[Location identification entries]

--- Start ---

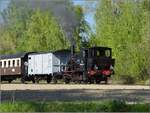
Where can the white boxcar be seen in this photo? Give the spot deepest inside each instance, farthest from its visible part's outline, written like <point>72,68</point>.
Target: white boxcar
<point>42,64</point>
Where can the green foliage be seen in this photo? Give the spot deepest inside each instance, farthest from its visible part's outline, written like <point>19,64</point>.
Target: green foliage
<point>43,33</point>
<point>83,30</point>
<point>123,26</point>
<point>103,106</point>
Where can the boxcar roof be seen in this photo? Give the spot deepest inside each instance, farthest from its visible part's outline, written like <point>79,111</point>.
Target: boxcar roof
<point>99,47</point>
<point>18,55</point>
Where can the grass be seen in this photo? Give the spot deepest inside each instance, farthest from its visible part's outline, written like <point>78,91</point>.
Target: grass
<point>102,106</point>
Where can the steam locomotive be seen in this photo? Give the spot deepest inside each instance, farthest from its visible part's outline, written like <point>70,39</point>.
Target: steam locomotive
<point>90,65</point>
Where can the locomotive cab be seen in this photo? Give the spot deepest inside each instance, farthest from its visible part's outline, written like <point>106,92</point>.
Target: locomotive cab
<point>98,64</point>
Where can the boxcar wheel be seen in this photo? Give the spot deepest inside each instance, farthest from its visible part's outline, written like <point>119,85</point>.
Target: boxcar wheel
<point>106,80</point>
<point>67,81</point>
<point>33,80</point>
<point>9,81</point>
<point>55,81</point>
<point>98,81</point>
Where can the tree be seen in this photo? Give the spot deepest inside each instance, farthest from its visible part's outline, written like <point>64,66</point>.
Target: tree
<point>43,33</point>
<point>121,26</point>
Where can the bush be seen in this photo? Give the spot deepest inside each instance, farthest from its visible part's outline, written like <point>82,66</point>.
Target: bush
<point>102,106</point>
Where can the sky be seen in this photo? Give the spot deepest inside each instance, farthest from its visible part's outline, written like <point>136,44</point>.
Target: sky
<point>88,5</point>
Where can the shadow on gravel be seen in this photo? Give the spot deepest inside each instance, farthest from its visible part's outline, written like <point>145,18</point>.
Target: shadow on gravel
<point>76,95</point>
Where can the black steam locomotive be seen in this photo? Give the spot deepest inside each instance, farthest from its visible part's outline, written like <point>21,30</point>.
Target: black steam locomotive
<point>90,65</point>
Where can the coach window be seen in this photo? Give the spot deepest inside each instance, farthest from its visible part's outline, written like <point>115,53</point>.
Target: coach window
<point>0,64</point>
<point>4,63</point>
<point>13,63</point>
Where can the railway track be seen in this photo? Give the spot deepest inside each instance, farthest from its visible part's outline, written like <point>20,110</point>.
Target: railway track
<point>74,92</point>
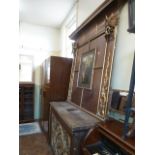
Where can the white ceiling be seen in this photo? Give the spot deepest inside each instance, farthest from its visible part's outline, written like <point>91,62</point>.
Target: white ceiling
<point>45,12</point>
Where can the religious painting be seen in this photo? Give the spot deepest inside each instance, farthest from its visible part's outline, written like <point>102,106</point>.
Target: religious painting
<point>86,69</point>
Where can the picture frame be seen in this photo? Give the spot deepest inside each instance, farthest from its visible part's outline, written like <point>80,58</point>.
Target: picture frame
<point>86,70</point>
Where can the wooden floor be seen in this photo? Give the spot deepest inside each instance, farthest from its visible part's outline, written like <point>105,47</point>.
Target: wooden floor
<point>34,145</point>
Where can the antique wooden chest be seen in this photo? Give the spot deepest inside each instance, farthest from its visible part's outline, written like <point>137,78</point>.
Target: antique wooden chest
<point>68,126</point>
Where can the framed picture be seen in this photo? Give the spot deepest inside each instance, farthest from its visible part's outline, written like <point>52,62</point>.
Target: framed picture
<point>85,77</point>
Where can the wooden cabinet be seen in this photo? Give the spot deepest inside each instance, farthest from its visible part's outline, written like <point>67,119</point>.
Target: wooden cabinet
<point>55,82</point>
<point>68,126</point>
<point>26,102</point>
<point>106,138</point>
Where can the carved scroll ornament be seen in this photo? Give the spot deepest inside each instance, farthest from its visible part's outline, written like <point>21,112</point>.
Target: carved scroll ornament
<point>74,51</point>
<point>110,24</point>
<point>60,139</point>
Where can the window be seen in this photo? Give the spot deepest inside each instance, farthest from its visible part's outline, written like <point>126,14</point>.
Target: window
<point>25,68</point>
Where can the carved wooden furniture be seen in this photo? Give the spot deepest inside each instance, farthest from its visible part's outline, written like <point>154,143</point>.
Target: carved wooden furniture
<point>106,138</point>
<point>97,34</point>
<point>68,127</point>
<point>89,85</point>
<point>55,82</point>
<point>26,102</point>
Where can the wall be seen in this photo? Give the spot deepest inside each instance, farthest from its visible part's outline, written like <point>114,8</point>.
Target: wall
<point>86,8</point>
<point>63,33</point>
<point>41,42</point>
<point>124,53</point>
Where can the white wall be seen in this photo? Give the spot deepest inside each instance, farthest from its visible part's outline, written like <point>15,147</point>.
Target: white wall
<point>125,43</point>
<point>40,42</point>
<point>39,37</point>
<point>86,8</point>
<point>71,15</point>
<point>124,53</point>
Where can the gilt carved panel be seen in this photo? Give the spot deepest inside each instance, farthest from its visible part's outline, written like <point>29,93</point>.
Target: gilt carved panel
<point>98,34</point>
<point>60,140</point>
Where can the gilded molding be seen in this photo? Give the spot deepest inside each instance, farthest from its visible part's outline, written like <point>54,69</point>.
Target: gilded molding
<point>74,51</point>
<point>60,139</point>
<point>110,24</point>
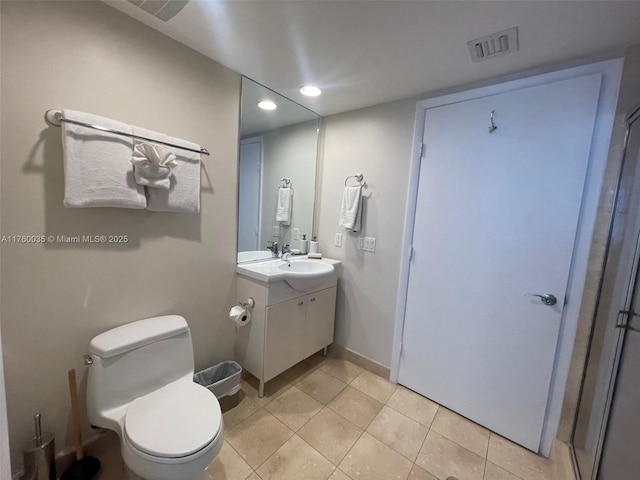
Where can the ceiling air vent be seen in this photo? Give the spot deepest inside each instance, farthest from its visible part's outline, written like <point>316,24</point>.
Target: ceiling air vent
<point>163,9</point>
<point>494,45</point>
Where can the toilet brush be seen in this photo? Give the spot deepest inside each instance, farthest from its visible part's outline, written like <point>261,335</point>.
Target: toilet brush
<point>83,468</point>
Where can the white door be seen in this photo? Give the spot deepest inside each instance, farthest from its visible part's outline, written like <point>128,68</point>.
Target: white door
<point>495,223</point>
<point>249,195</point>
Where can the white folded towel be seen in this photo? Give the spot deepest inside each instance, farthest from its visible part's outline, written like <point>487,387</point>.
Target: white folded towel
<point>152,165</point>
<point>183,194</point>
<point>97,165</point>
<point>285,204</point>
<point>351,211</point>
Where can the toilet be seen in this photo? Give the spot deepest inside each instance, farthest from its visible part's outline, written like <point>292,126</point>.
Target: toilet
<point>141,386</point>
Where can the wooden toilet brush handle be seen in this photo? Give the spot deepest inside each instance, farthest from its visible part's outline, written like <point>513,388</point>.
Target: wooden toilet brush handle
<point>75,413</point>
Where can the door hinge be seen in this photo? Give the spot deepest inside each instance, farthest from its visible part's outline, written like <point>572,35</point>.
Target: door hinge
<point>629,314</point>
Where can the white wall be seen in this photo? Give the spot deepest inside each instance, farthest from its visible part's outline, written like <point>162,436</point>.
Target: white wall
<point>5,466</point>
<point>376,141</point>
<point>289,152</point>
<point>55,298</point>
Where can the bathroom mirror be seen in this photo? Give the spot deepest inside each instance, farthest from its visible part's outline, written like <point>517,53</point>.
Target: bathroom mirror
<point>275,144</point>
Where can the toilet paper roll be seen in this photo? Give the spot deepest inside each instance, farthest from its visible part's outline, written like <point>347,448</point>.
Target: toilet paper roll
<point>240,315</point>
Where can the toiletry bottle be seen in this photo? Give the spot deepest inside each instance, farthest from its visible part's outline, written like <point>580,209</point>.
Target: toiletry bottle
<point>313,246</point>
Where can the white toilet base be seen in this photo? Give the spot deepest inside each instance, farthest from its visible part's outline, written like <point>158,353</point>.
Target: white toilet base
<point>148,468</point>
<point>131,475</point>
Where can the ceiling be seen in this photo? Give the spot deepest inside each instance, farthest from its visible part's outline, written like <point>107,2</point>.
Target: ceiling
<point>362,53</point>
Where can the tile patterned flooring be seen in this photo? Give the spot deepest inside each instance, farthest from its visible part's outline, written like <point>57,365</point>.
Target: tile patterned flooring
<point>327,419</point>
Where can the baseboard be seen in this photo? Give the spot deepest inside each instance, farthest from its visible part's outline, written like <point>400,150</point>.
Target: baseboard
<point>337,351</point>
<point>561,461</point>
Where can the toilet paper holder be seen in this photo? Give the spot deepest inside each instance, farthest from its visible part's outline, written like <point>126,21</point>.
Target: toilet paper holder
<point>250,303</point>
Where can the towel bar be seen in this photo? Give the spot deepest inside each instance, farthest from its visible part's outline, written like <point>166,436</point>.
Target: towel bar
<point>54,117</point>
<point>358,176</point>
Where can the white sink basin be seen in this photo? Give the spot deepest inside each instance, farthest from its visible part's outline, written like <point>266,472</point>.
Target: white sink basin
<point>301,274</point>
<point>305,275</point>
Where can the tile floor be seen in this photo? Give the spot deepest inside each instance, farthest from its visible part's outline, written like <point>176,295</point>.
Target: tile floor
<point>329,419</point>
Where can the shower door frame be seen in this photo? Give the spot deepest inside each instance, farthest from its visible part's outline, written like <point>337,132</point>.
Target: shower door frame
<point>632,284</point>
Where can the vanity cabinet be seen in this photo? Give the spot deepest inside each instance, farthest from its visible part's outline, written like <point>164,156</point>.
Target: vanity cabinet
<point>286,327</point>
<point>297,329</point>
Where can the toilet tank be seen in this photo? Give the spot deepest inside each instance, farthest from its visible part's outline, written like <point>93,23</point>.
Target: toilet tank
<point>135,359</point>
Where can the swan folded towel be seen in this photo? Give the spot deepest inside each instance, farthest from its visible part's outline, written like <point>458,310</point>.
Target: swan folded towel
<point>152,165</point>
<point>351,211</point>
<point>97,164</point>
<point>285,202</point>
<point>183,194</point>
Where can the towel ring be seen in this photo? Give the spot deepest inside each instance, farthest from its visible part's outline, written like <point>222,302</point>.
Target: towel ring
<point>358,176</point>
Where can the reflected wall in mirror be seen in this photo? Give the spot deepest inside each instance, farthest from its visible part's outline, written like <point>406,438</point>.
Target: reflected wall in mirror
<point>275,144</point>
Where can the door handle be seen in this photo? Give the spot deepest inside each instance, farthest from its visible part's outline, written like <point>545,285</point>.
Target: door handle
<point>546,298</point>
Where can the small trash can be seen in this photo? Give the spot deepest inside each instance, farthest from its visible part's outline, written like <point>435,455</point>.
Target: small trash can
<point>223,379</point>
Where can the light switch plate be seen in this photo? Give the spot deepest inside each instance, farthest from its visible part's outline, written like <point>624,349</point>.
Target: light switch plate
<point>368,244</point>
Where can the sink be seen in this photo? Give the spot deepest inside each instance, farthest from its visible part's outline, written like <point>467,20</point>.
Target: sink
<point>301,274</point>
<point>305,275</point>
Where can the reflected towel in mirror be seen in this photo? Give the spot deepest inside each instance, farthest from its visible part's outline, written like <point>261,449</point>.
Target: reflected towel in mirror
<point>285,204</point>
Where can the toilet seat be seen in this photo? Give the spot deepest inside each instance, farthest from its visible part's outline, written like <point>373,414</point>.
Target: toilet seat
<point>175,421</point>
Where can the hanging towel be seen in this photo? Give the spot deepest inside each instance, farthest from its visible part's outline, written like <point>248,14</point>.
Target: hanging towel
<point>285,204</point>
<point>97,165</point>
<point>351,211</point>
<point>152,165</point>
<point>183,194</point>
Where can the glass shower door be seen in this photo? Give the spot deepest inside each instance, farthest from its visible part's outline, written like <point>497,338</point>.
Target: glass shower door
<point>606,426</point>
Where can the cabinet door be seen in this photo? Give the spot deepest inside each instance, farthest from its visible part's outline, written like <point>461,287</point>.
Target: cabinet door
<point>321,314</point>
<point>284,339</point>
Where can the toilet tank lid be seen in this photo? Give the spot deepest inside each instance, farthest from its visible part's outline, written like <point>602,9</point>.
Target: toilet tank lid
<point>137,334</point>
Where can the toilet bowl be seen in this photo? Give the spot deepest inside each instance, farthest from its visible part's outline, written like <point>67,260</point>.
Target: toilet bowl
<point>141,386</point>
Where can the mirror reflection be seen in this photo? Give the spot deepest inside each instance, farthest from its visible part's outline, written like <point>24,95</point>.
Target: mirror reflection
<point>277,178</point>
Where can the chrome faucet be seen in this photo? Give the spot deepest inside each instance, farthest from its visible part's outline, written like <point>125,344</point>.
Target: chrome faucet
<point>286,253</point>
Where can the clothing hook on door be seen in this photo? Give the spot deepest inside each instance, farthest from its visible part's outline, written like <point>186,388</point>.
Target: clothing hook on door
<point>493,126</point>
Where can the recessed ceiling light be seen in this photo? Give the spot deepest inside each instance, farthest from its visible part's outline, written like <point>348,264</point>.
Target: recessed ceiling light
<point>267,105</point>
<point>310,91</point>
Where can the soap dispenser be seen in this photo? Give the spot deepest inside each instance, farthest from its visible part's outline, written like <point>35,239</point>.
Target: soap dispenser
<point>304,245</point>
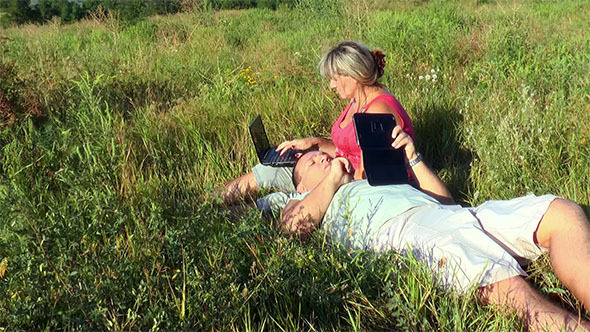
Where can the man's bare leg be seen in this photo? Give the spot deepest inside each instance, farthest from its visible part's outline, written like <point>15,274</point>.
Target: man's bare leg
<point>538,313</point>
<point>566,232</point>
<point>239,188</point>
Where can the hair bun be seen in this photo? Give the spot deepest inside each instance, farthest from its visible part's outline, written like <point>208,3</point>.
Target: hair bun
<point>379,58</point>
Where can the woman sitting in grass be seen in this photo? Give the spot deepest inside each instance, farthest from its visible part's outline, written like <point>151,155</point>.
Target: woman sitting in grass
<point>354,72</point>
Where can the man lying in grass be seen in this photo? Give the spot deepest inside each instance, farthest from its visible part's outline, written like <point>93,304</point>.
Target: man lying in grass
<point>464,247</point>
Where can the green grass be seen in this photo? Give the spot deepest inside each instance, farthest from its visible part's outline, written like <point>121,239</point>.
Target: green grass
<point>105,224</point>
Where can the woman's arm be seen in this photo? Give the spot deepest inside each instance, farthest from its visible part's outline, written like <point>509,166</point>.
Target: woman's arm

--- End ---

AIM – Retype exactly, please, each line from the line that contains "Where can the woman sitting" through the last line of the entries above, with nothing added.

ANSWER –
Where can the woman sitting in grass be seen in this photo? Give the spot deepest inside each instance, farthest from its visible part's outline, written like <point>151,155</point>.
Target: woman sitting in grass
<point>354,72</point>
Where can the man lying in grass be seen in this photo? Give the spot deepest inside each instance, farthest from its visible part's outline, written like <point>93,304</point>.
Target: man lying in grass
<point>464,247</point>
Where can the green grass be seen in this photo? Give the spot deepest inside each instance, farthest from its visible part's outline, written like <point>121,239</point>.
Target: green grass
<point>105,224</point>
Where can the woman's arm be seen in this photo? Give the spot deepest inside each instance, farthest from its visible part's outline, written like <point>509,166</point>.
Target: woman's arm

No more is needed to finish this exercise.